## Esercizio assegnato 1
Secondo il testo sull'hotel di Beirut, da quanti giorni chi scrive si trova a Beirut?

## Testo citato
Beirut Hotel Palma Intercontinental

Sono a Beirut da tre giorni in attesa di un ok da parte dell’Ambasciata per proseguire il mio viaggio verso lo Yemen. Passo le mie giornate su internet e sin da quando sono arrivato in questo hotel ho potuto notare che l’albergo è pieno di bellissime ragazze, sofisticate nei modi e di una bellezza indescrivibile. La maggior parte bionde hanno tratti dell’Europa dell’est, ma ci sono anche asiatiche e mediorientali. Sin dal primo mattino quando scendono per fare colazione sono perfettamente in ordine con i loro vestiti molto provocanti, il trucco, i tacchi altissimi e i capelli curati. Comunque l’albergo non è il posto dove lavorano, ma solo il luogo dove alloggiano. In effetti la sera spariscono su macchine di lusso per poi tornare la mattina seguente.

## Esercizio assegnato 2
Restituisci senza alcuna modifica le righe delle voci nel tratto che va dalla riga contenente "Objective — one point per instance of the wet rock" fino alla riga contenente "Target: lighthouse", entrambe incluse.

[Voci di puntamento ed etichettatura]
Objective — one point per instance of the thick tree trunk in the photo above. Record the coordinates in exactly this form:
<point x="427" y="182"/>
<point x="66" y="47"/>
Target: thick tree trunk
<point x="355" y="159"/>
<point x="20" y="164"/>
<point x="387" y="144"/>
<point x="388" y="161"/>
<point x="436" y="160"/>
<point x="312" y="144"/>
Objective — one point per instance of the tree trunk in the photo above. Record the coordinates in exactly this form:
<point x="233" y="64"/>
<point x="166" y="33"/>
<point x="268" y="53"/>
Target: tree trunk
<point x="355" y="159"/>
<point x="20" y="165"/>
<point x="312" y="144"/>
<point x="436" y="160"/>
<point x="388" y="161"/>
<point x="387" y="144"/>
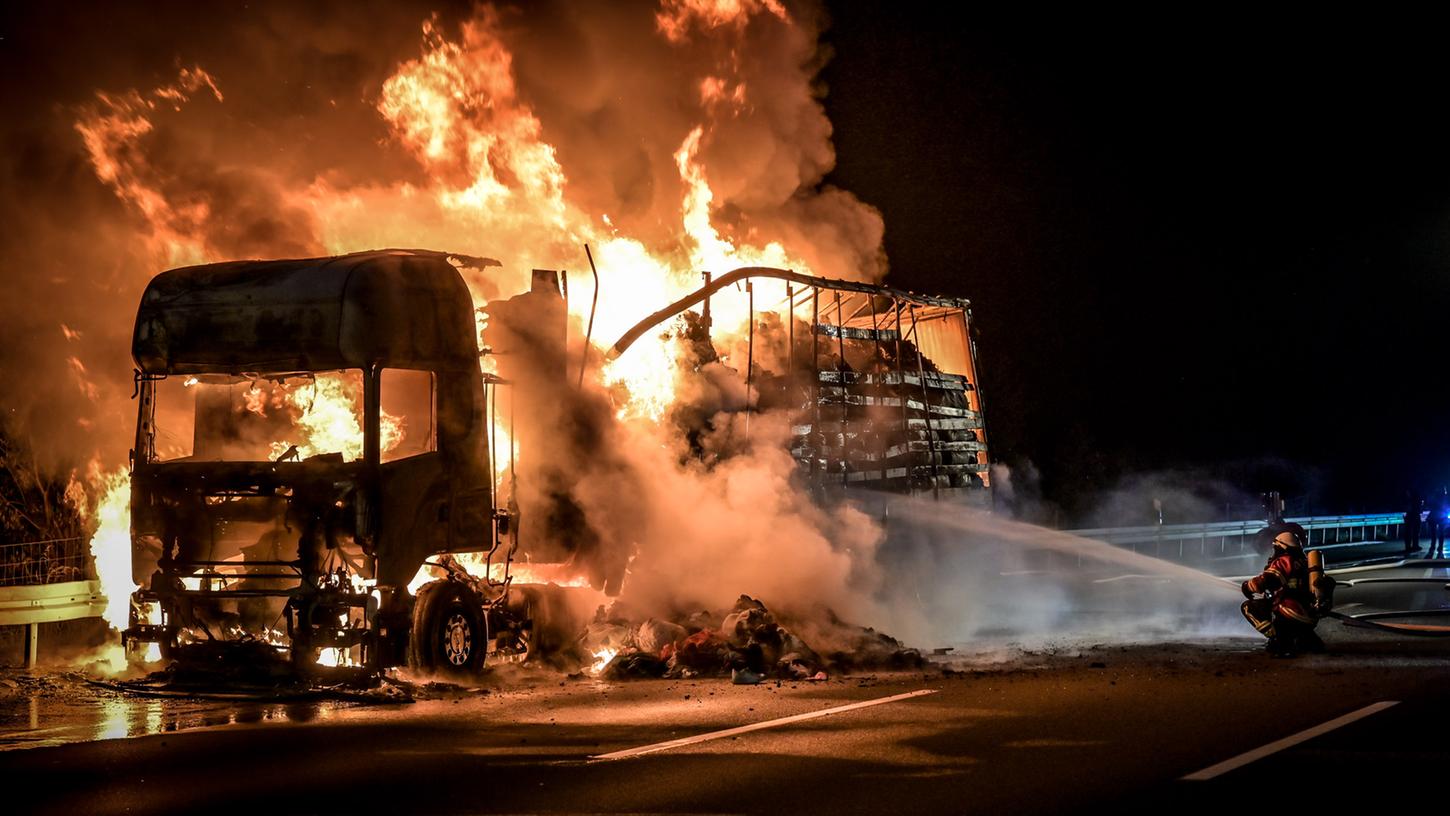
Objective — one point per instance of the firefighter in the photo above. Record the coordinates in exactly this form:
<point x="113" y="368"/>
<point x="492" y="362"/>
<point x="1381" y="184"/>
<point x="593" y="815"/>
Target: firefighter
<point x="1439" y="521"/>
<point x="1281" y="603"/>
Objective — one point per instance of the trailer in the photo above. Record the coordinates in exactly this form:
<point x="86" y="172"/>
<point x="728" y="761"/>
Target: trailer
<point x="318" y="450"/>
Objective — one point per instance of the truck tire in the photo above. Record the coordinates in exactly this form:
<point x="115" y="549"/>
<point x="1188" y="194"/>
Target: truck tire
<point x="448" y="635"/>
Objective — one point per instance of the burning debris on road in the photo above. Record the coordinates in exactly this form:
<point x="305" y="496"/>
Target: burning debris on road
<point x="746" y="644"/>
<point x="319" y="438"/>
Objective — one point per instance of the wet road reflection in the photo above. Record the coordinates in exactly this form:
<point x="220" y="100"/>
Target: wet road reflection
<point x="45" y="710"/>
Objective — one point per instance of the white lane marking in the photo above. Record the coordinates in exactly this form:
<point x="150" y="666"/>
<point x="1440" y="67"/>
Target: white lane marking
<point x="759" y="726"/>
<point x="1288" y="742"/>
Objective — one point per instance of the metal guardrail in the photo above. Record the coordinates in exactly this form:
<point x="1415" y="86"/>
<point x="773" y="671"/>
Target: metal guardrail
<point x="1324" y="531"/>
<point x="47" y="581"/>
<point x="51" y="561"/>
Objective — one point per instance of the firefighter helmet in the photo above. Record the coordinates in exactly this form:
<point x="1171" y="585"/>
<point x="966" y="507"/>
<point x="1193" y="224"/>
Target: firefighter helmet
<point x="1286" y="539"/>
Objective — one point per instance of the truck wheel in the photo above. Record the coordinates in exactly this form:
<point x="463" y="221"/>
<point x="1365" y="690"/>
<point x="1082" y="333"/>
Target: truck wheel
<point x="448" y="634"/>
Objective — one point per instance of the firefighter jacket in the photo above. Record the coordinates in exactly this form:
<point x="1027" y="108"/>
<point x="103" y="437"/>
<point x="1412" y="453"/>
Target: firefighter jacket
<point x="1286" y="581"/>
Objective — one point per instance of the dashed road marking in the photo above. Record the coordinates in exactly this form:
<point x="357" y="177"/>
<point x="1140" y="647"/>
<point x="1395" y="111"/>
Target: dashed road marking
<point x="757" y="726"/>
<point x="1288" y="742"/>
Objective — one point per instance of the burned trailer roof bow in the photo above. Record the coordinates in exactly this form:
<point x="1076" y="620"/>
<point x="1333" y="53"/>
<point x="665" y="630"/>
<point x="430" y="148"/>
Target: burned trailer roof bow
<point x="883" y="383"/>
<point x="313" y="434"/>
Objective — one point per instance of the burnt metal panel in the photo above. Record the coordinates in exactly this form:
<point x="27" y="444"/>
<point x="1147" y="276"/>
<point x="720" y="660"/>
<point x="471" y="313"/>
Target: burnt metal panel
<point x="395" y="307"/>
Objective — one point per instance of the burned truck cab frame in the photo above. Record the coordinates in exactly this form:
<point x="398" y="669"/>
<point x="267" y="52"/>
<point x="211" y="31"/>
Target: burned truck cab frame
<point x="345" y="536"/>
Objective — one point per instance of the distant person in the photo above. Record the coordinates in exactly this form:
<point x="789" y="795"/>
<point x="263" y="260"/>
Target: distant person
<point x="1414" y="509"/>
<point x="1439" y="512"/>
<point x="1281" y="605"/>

* * *

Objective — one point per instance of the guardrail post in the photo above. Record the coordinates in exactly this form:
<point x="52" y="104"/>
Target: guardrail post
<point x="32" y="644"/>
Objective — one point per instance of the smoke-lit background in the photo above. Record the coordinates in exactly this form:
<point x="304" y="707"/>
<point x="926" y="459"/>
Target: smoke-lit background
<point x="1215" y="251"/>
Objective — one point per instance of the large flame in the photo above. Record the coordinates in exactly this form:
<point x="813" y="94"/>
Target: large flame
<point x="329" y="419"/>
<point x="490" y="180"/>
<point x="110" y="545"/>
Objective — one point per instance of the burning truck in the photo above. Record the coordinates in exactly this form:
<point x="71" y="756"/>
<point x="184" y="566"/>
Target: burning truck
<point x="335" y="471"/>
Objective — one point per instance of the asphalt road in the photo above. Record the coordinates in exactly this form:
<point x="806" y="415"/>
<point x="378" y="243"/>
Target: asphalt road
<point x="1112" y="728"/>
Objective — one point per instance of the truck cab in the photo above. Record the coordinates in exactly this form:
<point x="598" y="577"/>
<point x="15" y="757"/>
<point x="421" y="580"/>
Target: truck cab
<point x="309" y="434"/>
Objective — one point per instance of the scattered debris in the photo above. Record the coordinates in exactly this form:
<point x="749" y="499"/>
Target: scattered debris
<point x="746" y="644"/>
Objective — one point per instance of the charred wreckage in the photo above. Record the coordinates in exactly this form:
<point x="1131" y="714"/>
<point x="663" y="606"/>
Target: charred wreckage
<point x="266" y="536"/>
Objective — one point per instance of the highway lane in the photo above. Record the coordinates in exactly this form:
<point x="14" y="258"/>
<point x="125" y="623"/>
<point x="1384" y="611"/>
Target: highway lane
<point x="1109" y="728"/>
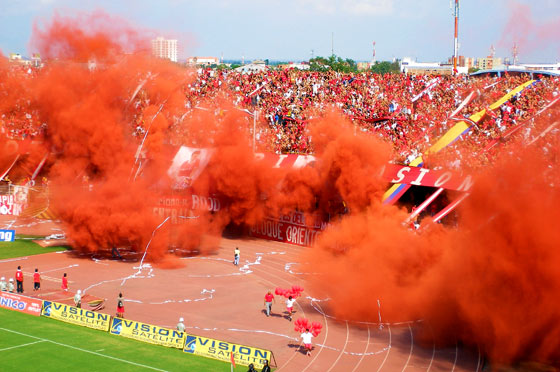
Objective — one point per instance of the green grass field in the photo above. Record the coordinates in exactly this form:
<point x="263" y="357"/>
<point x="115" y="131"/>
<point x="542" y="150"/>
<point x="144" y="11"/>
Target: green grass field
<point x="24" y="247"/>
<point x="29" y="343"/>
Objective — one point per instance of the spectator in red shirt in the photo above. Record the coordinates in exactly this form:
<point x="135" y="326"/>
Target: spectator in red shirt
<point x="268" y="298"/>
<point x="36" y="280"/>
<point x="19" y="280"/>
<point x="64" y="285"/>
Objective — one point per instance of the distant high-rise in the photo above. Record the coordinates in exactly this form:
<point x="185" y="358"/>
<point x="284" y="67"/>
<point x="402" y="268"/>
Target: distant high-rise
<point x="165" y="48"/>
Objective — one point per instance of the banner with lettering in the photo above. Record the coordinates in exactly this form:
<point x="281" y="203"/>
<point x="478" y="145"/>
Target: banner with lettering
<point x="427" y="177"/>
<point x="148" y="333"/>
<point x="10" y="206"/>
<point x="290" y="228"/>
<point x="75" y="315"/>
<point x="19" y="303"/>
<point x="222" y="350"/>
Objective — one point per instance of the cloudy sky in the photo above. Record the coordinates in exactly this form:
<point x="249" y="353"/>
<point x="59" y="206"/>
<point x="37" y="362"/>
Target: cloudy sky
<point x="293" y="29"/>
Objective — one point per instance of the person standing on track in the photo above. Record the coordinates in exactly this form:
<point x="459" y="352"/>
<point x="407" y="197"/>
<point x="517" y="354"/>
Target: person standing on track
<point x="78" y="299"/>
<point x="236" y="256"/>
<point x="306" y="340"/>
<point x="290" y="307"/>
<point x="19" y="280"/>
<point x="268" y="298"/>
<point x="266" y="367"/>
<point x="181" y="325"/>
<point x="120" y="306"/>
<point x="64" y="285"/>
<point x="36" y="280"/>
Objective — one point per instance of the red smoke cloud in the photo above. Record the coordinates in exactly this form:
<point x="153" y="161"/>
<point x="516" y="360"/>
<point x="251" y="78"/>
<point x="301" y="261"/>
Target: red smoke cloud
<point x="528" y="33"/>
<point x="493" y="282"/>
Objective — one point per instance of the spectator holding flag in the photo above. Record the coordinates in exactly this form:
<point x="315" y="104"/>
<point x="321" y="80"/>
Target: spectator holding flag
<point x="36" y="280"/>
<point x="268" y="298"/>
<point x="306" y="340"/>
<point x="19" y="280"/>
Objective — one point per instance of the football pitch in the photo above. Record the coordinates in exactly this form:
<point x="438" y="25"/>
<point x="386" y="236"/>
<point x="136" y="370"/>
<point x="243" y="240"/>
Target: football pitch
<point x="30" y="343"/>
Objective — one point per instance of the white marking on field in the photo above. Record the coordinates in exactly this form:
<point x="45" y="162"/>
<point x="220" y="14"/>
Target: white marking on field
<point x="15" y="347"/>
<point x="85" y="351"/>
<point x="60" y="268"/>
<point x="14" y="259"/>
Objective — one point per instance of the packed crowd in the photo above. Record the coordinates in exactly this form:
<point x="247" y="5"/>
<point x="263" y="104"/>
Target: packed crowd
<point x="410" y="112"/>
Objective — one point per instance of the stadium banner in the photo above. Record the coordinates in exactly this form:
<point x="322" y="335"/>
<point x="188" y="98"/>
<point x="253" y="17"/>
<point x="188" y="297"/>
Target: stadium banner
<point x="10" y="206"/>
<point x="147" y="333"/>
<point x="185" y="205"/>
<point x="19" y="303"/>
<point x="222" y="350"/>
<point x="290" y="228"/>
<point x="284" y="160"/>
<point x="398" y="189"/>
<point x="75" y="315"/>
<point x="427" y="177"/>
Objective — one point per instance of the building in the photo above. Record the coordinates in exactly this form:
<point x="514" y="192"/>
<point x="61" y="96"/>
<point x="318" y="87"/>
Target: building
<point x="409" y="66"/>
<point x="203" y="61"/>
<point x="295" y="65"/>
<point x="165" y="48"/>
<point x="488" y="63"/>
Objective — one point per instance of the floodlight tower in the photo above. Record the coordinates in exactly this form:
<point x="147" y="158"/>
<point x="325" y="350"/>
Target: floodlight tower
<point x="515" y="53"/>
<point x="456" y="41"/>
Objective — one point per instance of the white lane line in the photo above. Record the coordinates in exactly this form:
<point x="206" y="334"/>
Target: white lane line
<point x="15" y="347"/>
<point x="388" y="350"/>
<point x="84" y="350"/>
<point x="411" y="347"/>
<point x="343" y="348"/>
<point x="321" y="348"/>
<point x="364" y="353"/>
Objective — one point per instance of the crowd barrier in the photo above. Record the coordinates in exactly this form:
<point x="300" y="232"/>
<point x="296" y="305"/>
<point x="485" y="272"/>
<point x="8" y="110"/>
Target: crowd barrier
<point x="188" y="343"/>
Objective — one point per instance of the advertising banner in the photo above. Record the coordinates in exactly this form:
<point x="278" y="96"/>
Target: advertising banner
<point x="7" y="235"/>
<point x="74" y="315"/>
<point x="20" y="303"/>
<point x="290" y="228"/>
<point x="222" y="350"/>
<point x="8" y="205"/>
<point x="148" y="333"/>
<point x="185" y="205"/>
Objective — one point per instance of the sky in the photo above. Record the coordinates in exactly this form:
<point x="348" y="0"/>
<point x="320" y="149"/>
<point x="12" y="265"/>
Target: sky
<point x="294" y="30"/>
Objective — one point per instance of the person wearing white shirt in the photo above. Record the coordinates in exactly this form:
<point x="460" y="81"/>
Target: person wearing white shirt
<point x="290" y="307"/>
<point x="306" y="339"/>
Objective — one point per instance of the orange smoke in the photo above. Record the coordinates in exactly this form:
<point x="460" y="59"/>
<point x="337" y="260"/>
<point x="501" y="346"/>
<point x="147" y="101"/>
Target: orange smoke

--

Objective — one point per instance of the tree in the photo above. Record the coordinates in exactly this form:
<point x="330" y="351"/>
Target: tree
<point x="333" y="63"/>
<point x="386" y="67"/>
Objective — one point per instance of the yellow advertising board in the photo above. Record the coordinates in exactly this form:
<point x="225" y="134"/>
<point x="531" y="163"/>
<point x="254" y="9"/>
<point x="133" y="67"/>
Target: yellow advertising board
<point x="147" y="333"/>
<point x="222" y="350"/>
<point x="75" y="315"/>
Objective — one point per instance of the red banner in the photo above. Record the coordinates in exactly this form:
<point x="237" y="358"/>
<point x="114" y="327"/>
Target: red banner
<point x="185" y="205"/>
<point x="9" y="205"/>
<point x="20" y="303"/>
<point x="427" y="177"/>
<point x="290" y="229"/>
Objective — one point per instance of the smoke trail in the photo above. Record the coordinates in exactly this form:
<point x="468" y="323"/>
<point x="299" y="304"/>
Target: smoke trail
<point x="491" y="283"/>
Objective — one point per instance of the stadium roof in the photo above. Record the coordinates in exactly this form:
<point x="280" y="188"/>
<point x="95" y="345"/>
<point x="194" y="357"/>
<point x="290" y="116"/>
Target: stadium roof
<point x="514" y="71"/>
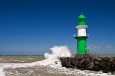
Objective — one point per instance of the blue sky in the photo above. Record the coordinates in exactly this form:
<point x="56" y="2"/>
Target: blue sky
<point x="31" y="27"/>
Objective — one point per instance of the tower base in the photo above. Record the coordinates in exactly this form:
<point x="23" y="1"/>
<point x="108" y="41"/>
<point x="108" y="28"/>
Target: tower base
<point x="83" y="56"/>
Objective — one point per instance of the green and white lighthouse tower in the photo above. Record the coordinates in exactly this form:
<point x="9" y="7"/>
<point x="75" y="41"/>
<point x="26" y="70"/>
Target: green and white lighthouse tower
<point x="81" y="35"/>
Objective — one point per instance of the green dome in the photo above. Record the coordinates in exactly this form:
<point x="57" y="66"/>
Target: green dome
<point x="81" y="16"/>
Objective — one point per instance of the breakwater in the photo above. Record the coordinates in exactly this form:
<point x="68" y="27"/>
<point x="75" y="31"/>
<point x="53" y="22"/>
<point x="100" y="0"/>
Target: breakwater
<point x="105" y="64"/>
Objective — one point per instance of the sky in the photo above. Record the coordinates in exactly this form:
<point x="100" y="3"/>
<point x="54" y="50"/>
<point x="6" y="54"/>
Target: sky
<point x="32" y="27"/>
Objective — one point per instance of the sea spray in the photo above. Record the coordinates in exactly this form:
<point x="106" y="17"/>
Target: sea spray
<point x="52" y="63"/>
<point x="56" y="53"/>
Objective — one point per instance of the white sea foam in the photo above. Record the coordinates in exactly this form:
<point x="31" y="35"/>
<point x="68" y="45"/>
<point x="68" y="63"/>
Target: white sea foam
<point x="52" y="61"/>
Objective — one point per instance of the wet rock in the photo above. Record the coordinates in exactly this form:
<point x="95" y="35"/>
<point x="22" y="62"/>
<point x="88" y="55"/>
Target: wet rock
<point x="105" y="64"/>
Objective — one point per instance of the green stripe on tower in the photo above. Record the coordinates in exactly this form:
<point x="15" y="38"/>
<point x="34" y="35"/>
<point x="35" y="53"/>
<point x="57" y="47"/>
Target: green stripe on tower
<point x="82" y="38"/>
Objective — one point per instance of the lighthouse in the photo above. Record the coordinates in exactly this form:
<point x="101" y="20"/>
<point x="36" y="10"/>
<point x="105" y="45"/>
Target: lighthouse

## Soluzione esercizio 1
Da tre giorni.

## Soluzione esercizio 2
Objective — one point per instance of the wet rock in the photo above. Record the coordinates in exactly this form:
<point x="95" y="35"/>
<point x="22" y="62"/>
<point x="88" y="55"/>
Target: wet rock
<point x="105" y="64"/>
Objective — one point per instance of the green stripe on tower in the photo above. Record the coordinates in exactly this form:
<point x="15" y="38"/>
<point x="34" y="35"/>
<point x="35" y="53"/>
<point x="57" y="47"/>
Target: green stripe on tower
<point x="82" y="38"/>
Objective — one point per instance of the lighthouse in the photo above. Record the coordinates in exactly this form:
<point x="101" y="20"/>
<point x="36" y="10"/>
<point x="105" y="45"/>
Target: lighthouse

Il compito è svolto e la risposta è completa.